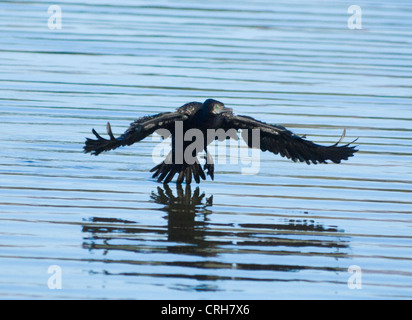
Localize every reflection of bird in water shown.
[151,184,213,250]
[84,99,357,184]
[151,184,213,213]
[82,184,350,276]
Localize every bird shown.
[83,99,358,184]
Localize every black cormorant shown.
[84,99,357,184]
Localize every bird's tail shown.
[83,122,125,156]
[150,152,214,184]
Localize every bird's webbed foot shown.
[203,150,215,180]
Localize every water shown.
[0,0,412,299]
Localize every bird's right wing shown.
[83,112,187,156]
[225,114,357,164]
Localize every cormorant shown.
[84,99,357,184]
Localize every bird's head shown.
[203,99,233,115]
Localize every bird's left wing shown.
[224,113,357,164]
[83,112,187,156]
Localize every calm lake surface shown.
[0,0,412,299]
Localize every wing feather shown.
[83,112,187,156]
[224,113,358,164]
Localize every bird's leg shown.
[203,147,215,180]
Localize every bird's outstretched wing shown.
[83,112,187,156]
[224,114,358,164]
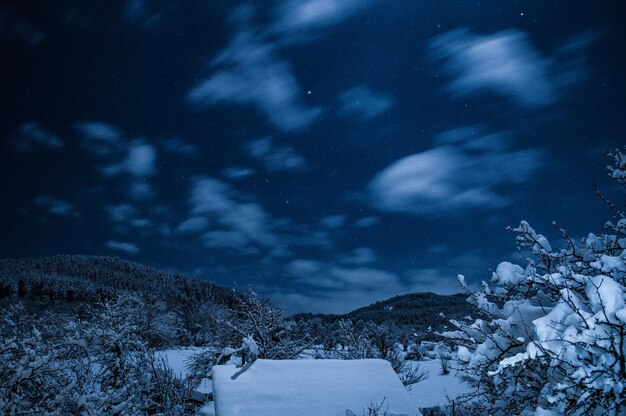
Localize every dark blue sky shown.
[0,0,626,312]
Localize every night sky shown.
[0,0,626,312]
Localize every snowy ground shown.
[158,348,470,416]
[157,348,213,394]
[409,360,470,408]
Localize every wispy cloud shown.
[340,247,378,266]
[187,30,321,131]
[33,195,81,219]
[186,0,376,132]
[161,137,199,156]
[176,217,210,233]
[320,214,348,228]
[276,259,411,313]
[338,85,394,120]
[103,140,157,177]
[430,29,592,107]
[104,240,141,256]
[245,137,307,171]
[11,121,64,152]
[74,121,123,157]
[354,217,380,228]
[272,0,373,33]
[222,166,256,180]
[74,121,158,200]
[123,0,166,28]
[368,129,543,215]
[189,176,276,248]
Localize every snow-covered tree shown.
[225,290,311,360]
[443,150,626,416]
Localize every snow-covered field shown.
[409,360,470,408]
[158,348,470,416]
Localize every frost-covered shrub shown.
[443,151,626,415]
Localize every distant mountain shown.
[294,292,477,333]
[0,255,234,305]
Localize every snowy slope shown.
[213,360,419,416]
[409,360,470,408]
[156,348,213,394]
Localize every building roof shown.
[213,359,419,416]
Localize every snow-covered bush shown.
[443,151,626,415]
[224,290,312,360]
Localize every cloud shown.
[104,240,140,256]
[430,29,591,108]
[33,195,81,219]
[405,267,462,295]
[245,137,307,172]
[368,129,543,215]
[187,30,321,131]
[103,140,157,177]
[273,0,371,33]
[189,176,276,247]
[269,259,404,313]
[320,215,348,228]
[176,217,210,233]
[74,121,123,157]
[267,259,461,313]
[341,247,378,265]
[105,203,139,223]
[354,217,380,228]
[285,259,400,290]
[222,166,256,180]
[123,0,165,28]
[338,86,394,120]
[186,0,376,132]
[161,137,199,156]
[104,202,153,228]
[12,121,64,152]
[74,121,158,200]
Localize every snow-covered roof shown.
[213,359,419,416]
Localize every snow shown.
[213,359,420,416]
[409,360,471,408]
[156,348,213,394]
[495,261,526,285]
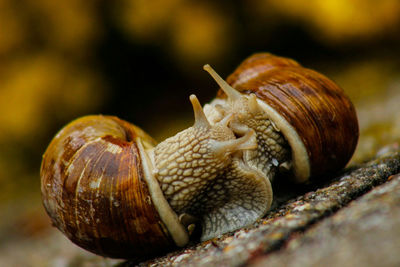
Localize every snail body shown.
[205,53,359,182]
[41,96,256,259]
[41,53,358,259]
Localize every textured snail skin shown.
[41,95,260,259]
[212,53,359,182]
[41,116,176,258]
[41,53,358,259]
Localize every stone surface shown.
[250,175,400,267]
[120,152,400,266]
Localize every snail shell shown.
[211,53,359,182]
[41,116,188,258]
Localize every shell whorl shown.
[217,53,359,181]
[41,116,181,258]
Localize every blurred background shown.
[0,0,400,262]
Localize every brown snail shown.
[41,53,358,259]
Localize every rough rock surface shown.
[119,152,400,266]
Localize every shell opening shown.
[189,95,211,128]
[203,64,241,101]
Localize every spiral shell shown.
[41,116,187,258]
[217,53,359,182]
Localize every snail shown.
[41,53,358,259]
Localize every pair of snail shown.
[41,53,358,258]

● **EXERCISE INSTRUCTIONS**: Extract every line of text from all the items above without changing a word, and leave the pictures out.

● **EXERCISE RESULT**:
Localize every reflection of bird in water shown.
[151,184,213,250]
[84,99,357,184]
[151,184,213,213]
[82,184,350,276]
Localize every bird shown.
[83,99,358,184]
Localize every black cormorant shown.
[84,99,357,184]
Localize every bird's tail shown.
[83,122,125,156]
[150,152,214,184]
Localize every bird's webbed foot shown.
[203,150,215,180]
Localize every water shown.
[0,0,412,299]
Localize every bird's right wing shown.
[83,112,187,156]
[225,114,357,164]
Localize every cormorant shown.
[84,99,357,184]
Localize every bird's head shown.
[203,99,233,115]
Localize every bird's left wing shown.
[224,113,357,164]
[83,112,187,156]
Localize every calm lake surface shown.
[0,0,412,299]
Localize every wing feather shown.
[83,112,187,156]
[224,113,358,164]
Localize every bird's leg shown.
[203,147,215,180]
Localize every bird's outstretched wing shown.
[83,112,187,156]
[224,114,358,164]
Localize every dark blue sky shown.
[0,0,626,312]
Localize every night sky shown.
[0,0,626,312]
Localize every snowy ground shown.
[158,348,470,416]
[157,348,213,394]
[409,360,470,408]
Localize every wispy cloud shown.
[340,247,378,266]
[187,30,321,131]
[33,195,81,219]
[186,0,376,132]
[161,137,199,156]
[176,217,210,233]
[320,214,348,228]
[276,259,411,313]
[338,85,394,120]
[103,140,157,177]
[430,29,592,107]
[104,240,141,256]
[245,137,307,171]
[11,121,64,152]
[74,121,123,157]
[354,217,380,228]
[272,0,373,33]
[222,166,256,180]
[74,121,158,200]
[123,0,166,28]
[368,129,543,215]
[189,176,276,248]
Localize every snow-covered tree shown.
[225,290,311,360]
[443,150,626,416]
Localize every snow-covered field shown.
[409,360,470,408]
[158,348,470,416]
Localize every frost-covered shrub shown.
[443,151,626,415]
Localize every distant mountain shown.
[294,292,477,333]
[0,255,234,305]
Localize every snowy slope shown.
[213,360,419,416]
[409,360,470,408]
[156,348,213,394]
Localize every building roof shown.
[213,359,419,416]
Localize every snow-covered bush shown.
[443,151,626,415]
[224,290,312,360]
Localize every cloud shown.
[104,240,140,256]
[430,29,591,108]
[33,195,81,219]
[405,267,462,295]
[245,137,307,172]
[368,129,543,215]
[187,30,321,131]
[103,140,157,177]
[273,0,371,33]
[189,176,276,247]
[269,259,404,313]
[320,215,348,228]
[176,217,210,233]
[74,121,123,157]
[267,259,461,313]
[341,247,378,265]
[105,203,139,223]
[354,217,380,228]
[285,259,400,290]
[222,166,256,180]
[123,0,165,28]
[338,86,394,120]
[186,0,376,132]
[161,137,199,156]
[104,202,153,228]
[12,121,64,152]
[74,121,158,200]
Localize every snow-covered roof shown.
[213,359,419,416]
Localize every snow shown.
[213,359,420,416]
[409,360,471,408]
[156,348,213,394]
[495,261,526,285]
Localize every snail body shown.
[205,53,359,182]
[41,96,256,259]
[41,53,358,259]
Localize every textured snail skin shown.
[41,95,260,259]
[212,53,359,182]
[41,116,176,258]
[41,53,358,259]
Localize every stone surface shown.
[250,175,400,267]
[120,152,400,266]
Localize every snail shell shown.
[211,53,359,182]
[41,116,188,258]
Localize every shell whorl shown.
[217,53,359,181]
[41,116,181,258]
Localize every blurred background shown.
[0,0,400,262]
Localize every brown snail shown.
[41,53,358,259]
Localize every rough rock surface shown.
[119,152,400,266]
Localize every shell opening shown.
[189,95,211,128]
[203,64,241,101]
Localize every spiral shell shown.
[41,116,187,258]
[217,53,359,182]
Localize every snail shown.
[41,53,358,259]
Localize every pair of snail shown.
[41,53,358,258]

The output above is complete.